**YOUR INSTRUCTIONS**
How many lines in the rows below contain the string "ocean"? Case counts. Reply with the number only.

**PROVIDED ENTRIES**
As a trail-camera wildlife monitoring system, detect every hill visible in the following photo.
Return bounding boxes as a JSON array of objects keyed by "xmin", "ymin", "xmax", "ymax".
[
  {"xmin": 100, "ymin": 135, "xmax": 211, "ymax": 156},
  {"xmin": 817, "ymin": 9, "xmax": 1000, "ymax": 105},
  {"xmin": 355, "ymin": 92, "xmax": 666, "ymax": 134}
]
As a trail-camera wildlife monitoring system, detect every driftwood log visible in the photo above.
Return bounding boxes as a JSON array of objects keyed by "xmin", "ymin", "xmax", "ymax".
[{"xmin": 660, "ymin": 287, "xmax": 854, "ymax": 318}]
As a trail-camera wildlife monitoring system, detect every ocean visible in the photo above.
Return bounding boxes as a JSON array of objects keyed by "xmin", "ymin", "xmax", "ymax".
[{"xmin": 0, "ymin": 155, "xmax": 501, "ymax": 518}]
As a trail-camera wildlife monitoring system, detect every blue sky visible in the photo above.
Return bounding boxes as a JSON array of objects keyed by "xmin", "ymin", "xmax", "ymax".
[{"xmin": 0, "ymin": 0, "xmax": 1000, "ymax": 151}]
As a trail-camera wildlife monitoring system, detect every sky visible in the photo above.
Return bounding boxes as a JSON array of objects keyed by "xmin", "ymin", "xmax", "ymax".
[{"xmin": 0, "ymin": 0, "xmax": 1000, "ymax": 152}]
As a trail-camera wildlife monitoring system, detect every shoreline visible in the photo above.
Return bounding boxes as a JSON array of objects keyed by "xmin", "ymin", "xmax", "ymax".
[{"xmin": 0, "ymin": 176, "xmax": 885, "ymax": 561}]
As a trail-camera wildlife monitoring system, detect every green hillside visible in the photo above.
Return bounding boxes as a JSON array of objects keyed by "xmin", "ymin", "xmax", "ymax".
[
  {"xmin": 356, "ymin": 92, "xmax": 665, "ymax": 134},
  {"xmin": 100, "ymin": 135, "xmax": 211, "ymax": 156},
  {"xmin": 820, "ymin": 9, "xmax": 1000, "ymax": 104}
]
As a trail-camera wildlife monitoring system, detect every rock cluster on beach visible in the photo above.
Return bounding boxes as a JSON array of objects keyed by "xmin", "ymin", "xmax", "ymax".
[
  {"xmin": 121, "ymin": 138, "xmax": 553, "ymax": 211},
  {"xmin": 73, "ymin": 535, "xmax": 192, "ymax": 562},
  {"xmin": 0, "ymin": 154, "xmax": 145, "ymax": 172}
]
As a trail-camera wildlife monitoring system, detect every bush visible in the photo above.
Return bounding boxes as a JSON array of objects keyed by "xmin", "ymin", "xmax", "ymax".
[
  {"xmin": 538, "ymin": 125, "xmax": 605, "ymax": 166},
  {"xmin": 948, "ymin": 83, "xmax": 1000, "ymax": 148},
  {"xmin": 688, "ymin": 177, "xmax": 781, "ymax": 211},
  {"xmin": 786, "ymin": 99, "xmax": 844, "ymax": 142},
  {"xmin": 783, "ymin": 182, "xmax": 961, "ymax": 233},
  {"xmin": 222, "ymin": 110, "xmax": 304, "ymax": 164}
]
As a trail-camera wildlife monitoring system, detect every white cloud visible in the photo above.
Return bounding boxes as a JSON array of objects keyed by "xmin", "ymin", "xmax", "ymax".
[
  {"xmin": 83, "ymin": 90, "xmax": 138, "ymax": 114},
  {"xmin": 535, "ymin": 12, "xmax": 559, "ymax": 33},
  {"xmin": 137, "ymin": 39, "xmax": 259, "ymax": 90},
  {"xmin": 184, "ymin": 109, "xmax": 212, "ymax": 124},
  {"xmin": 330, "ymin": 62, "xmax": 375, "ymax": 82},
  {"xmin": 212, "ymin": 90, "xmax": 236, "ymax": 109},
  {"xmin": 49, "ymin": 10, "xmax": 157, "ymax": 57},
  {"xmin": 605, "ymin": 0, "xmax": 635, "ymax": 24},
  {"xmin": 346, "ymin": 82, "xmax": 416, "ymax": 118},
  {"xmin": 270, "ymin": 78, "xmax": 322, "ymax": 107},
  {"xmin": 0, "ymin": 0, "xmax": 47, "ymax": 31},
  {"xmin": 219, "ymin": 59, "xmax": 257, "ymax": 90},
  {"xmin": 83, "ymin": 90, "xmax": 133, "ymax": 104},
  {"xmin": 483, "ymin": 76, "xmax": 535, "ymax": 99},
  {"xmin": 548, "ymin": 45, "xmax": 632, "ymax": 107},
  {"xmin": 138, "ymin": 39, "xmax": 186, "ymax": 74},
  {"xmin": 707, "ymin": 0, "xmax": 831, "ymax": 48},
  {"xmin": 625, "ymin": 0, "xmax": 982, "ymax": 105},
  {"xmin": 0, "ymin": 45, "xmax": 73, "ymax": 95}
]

**TASK SOLUTION**
1